**About this task:**
The entries follow. Copy every line in which "bottle" appears.

[Items listed in a dataset]
━━━━━━

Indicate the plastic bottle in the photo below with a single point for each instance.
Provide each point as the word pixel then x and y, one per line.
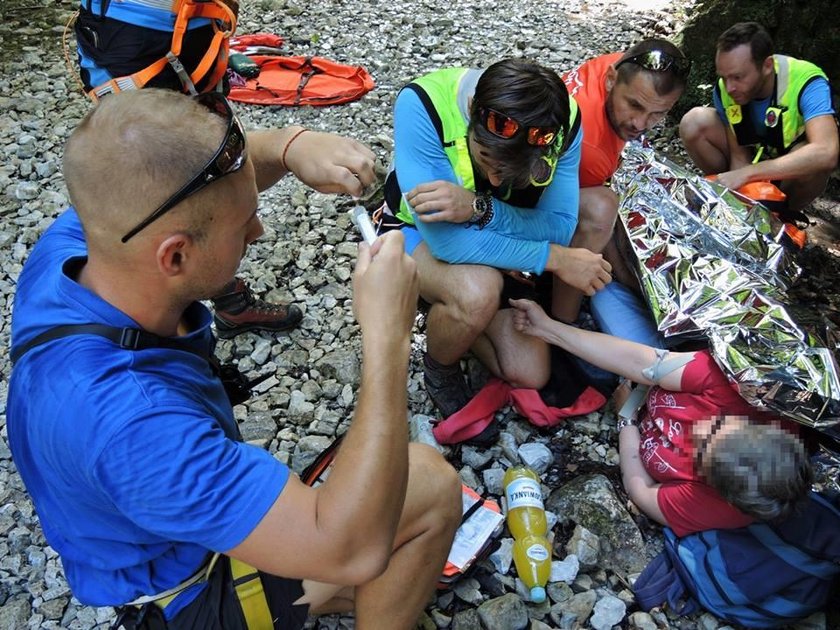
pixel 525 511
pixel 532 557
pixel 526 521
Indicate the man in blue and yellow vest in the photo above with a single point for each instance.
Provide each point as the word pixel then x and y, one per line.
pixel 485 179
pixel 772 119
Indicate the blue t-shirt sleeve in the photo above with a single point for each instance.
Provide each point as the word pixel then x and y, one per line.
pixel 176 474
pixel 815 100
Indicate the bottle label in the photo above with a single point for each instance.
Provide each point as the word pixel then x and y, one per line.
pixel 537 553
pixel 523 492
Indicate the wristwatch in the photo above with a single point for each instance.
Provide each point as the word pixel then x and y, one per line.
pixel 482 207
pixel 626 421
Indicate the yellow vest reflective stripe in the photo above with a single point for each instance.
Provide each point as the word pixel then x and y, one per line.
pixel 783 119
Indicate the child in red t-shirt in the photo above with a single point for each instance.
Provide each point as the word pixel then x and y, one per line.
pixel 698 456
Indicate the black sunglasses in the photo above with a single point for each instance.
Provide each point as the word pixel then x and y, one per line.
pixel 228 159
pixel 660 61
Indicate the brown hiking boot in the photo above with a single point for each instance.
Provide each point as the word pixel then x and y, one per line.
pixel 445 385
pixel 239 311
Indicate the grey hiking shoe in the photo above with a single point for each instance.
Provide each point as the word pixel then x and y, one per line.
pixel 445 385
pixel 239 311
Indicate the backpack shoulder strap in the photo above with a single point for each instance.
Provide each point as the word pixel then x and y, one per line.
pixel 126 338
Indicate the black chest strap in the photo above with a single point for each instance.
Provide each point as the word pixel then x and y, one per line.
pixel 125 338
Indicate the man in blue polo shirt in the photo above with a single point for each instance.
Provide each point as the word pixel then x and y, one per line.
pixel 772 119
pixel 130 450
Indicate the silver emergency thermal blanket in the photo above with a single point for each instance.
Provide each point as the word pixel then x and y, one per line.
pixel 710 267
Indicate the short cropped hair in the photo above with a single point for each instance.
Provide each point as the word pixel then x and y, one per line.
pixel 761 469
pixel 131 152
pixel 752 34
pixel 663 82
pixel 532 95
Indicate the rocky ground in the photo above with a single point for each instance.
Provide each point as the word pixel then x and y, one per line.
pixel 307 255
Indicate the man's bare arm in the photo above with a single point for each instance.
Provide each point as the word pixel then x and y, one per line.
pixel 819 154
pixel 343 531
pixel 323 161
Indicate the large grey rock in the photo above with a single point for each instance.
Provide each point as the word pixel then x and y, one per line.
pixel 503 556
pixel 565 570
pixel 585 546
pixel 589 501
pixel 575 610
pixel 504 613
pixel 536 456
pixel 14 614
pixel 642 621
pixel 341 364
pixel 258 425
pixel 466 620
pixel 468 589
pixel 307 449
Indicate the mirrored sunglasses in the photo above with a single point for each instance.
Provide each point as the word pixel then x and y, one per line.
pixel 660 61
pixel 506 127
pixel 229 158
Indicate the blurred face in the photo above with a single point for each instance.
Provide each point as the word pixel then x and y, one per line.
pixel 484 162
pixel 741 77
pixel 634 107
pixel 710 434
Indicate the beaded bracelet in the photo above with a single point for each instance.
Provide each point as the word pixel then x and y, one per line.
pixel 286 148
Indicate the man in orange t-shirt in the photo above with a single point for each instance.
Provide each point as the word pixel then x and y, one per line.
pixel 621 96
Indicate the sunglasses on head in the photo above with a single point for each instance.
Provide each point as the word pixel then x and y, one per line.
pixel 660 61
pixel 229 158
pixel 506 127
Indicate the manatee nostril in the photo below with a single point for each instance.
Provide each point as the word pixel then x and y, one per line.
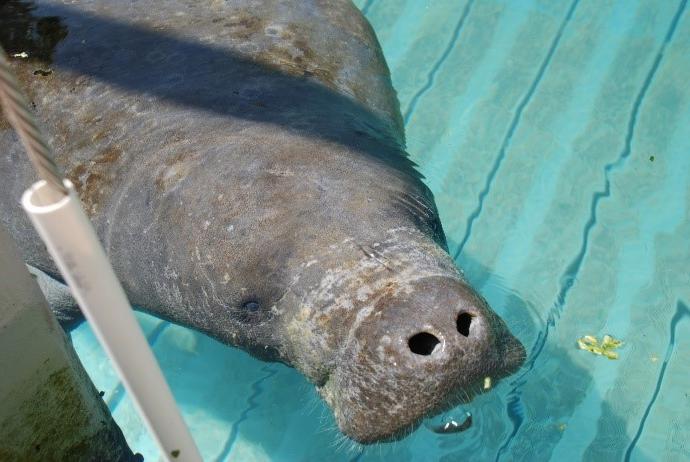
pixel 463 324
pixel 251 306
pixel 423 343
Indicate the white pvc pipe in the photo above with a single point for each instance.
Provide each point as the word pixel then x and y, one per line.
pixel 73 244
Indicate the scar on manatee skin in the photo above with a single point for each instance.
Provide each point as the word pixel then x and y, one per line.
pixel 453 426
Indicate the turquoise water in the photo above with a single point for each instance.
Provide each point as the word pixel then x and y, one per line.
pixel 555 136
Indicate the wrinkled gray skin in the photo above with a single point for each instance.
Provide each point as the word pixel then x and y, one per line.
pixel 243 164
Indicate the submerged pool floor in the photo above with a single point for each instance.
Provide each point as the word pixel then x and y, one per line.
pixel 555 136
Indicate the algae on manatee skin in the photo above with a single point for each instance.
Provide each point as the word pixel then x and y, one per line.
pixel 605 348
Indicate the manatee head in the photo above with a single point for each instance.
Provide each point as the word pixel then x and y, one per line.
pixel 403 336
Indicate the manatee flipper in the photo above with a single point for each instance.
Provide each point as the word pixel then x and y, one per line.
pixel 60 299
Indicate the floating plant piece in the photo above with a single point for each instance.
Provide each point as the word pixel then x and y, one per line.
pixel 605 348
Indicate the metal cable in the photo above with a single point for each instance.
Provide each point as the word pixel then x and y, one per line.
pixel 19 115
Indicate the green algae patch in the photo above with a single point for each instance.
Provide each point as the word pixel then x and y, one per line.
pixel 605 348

━━━━━━

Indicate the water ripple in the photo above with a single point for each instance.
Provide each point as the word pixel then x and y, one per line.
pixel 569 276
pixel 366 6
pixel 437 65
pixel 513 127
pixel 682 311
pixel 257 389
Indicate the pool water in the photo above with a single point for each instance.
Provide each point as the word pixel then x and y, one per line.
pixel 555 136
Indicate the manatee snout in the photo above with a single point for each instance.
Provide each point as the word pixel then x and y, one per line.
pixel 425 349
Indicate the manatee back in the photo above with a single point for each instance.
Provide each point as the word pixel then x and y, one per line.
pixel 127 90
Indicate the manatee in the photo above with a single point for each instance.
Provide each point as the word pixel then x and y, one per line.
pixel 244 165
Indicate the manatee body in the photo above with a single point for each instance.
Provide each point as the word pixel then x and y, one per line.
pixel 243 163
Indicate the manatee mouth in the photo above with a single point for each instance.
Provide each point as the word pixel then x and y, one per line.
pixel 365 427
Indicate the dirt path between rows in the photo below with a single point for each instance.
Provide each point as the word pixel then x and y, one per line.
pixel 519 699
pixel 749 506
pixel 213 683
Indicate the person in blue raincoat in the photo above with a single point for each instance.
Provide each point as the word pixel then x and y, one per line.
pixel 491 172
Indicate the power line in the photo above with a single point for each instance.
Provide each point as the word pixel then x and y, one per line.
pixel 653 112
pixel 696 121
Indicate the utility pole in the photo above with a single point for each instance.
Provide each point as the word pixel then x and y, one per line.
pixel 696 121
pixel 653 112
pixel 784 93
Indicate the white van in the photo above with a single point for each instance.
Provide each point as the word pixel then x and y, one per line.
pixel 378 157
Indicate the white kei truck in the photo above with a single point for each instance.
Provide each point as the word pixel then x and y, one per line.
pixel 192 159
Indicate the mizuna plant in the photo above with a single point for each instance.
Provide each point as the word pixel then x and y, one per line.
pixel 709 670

━━━━━━

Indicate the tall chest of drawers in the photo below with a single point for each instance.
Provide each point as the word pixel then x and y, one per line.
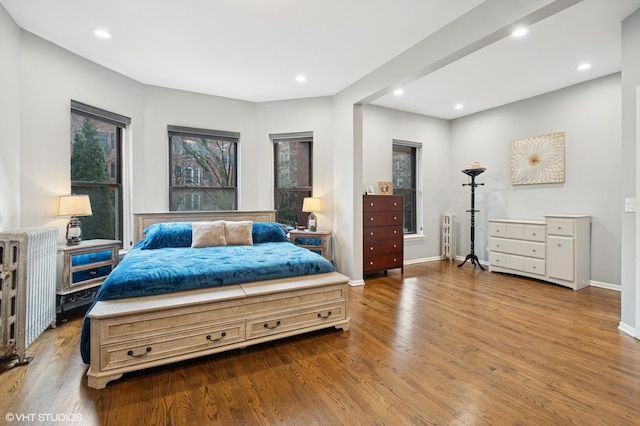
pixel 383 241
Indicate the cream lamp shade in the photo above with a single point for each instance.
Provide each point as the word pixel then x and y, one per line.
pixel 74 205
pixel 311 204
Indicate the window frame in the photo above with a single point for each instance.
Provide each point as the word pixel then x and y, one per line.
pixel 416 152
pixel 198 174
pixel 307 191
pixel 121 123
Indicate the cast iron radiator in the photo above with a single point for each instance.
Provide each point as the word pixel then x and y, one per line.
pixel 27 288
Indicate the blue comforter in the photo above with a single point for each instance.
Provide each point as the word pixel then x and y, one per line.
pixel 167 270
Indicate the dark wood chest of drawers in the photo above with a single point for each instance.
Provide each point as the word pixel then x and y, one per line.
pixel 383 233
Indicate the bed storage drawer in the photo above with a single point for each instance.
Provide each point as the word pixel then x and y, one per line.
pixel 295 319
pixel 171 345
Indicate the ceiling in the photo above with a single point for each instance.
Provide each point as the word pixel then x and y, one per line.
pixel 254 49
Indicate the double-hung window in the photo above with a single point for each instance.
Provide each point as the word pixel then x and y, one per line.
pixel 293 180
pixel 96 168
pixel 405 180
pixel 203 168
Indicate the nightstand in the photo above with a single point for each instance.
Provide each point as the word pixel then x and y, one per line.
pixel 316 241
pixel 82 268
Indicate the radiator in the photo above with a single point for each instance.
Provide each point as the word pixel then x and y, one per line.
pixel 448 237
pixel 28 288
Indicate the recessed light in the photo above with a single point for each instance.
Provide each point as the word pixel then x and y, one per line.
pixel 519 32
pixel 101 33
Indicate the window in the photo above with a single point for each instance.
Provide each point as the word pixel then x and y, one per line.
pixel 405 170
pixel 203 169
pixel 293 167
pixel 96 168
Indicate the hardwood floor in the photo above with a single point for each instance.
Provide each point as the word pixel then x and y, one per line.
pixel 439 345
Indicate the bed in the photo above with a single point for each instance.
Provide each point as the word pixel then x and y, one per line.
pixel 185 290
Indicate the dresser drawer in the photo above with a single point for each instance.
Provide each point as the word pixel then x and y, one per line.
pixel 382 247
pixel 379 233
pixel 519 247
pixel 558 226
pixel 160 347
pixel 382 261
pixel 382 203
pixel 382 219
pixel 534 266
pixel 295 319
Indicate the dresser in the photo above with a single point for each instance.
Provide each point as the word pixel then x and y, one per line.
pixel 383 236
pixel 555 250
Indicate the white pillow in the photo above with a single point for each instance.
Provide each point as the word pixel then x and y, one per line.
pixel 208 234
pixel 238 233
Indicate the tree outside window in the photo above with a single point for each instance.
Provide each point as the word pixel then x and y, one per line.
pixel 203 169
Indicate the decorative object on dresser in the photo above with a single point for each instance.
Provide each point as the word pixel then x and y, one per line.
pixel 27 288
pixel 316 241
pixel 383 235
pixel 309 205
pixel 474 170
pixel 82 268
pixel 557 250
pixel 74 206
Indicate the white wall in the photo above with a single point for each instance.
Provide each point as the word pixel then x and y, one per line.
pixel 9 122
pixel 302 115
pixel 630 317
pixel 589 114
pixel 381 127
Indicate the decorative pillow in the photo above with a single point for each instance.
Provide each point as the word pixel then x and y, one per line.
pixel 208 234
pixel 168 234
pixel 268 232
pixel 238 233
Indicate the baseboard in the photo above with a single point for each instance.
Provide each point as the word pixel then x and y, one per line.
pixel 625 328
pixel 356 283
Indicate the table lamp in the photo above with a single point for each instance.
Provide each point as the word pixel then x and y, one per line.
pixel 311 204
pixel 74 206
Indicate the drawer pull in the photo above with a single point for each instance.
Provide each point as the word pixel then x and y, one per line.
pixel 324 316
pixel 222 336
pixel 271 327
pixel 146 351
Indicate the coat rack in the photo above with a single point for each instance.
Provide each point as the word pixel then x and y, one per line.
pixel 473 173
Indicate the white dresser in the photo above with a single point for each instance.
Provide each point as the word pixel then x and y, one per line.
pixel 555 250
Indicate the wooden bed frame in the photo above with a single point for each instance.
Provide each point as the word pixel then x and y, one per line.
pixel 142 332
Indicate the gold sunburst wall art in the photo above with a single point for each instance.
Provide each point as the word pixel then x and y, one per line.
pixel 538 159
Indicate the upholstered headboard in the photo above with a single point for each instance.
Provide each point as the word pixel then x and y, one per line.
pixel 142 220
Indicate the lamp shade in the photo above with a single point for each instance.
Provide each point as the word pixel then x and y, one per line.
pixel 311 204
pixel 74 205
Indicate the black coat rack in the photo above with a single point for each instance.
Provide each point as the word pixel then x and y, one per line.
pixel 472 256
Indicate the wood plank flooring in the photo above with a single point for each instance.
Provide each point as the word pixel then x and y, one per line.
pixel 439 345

━━━━━━

**Answer below:**
Indicate the plastic bottle in the photo below with a single point for each instance.
Indicate the bottle label in the photo above with a single point for each instance.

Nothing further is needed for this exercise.